=== Metin bölümü ===

Mazlum Doğan'ı Övmekten Ceza Almak
Köylüm, ilkokul arkadaşım ve halk arasında “Çağdaş Kawa” olarak kabul edilen
sevgili Mazlum Doğan’ı övmekten Tunceli Asliye Ceza Mahkemesi’nce 3000,(üçbin)
Lira adli para cezasına çarptırıldım.
Adı geçen mahkeme dört sayfalık gerekçeli kararında özetle; “Türkiye
Cumhuriyeti Anayasasının 9.maddesine göre Türk Milleti adına yargılama
yetkisini kullanan bağımsız Tunceli Asliye Ceza Mahkemesi, sanık hakkında
açılan kamu davasına ilişkin yaptığı açık yargılama sonunda, atılı suçu ve
suçluyu övmek suçundan sanık Mustafa ELVEREN’in eylemine uyan TCK.nın 215/1,
43, 50/1-a, 52/2-3 maddeleri gereğince 3000 TL adli para cezası ile
cezalandırılmasına, karar verilmiştir”

===

Etkinlik listesi →
A. Mazlum Doğan'ı övme davasını anlatan metin bölümüne göre yazar hangi mahkemece, ne kadar adli para cezasına çarptırılmıştır?
B. Mazlum Doğan'ı övme davasını anlatan metin bölümünü kaldığı yerden sürdürün.
Kayıtların bu çalışmayla hiçbir ilgisi yoktur.

=== Veri parçaları ===

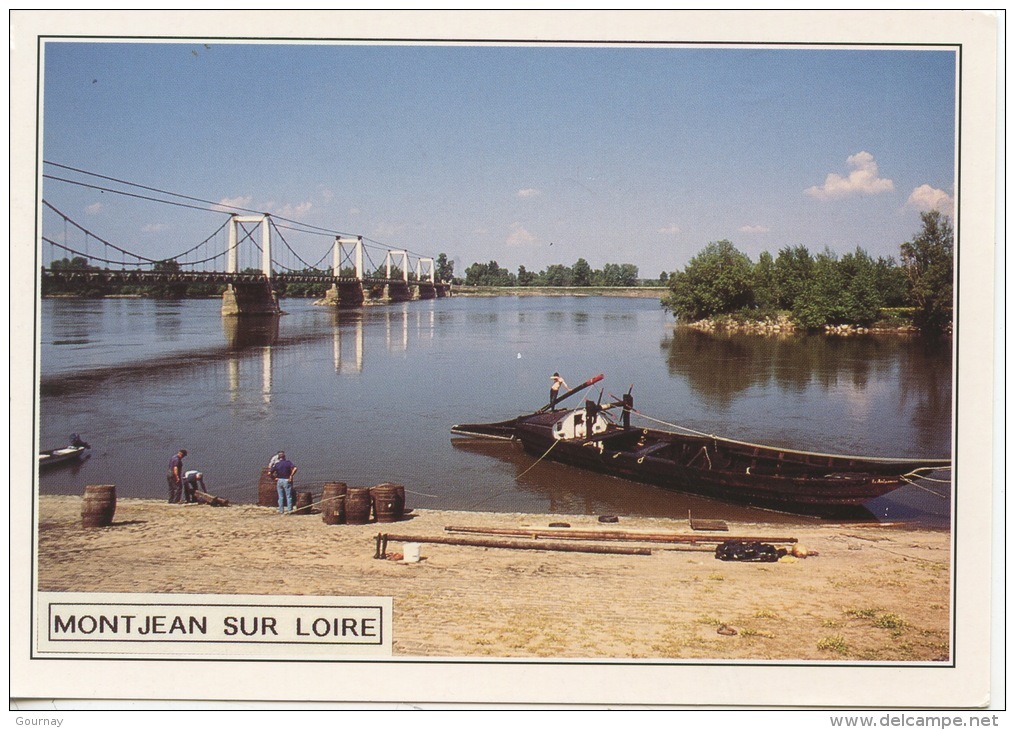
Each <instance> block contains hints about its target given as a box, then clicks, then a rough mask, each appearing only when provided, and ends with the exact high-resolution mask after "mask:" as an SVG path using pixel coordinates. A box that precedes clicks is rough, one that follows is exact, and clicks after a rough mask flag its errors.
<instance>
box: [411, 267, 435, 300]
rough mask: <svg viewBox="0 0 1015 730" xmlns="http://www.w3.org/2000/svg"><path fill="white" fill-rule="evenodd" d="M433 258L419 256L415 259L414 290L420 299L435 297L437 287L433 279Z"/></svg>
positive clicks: (434, 273) (434, 267)
mask: <svg viewBox="0 0 1015 730" xmlns="http://www.w3.org/2000/svg"><path fill="white" fill-rule="evenodd" d="M434 268H435V267H434V265H433V259H430V258H420V259H418V260H417V261H416V284H417V286H416V292H417V296H418V297H419V298H421V300H432V298H436V295H437V288H436V281H435V280H434V274H435V271H434Z"/></svg>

===

Etkinlik yanıtları →
A. Tunceli Asliye Ceza Mahkemesi'nce 3000 lira adli para cezasına.

B.
Kararın sonuç bölümünde ise; “…sanığa verilen adli para cezası miktarı,
sanığın şahsi ve ekonomik durumu göz önünde bulundurularak takdiren TCK.nın
52/4 maddesi uyarınca taksitlendirilmesine yer olmadığına, ödenmeyen adli para
cezasının hapse çevrilmesine, sanığa ihtarına…” diye devam ediyor.
Bu
ikinci davadır. Sırada daha kaç dava olduğunu bilmiyorum. Yaklaşık 10 defadan
fazla ifade verdim. Bunların hangilerinin dava safhasına dönüştüklerini
ileride öğreneceğim.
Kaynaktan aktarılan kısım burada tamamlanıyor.